**Task requirements**
Transcribe every record as it stands and set the images aside.

**Data for this exercise**

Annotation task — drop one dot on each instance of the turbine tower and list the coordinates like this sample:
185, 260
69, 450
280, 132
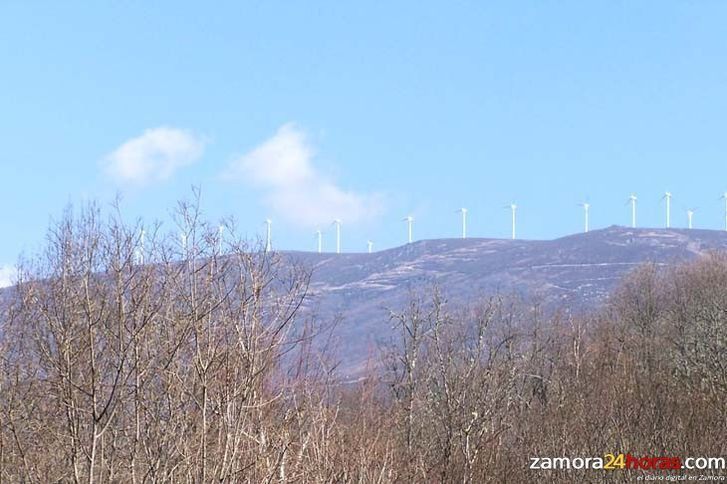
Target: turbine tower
690, 216
337, 224
667, 197
513, 209
632, 200
269, 235
586, 208
463, 211
409, 221
319, 236
141, 247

**Response box**
Annotation task — drop one dot on each instance of the turbine tower and list the coordinates like this sample:
185, 260
69, 450
280, 132
Target: turbine tower
690, 216
337, 224
667, 197
513, 209
632, 200
269, 235
586, 208
463, 211
409, 221
319, 236
141, 247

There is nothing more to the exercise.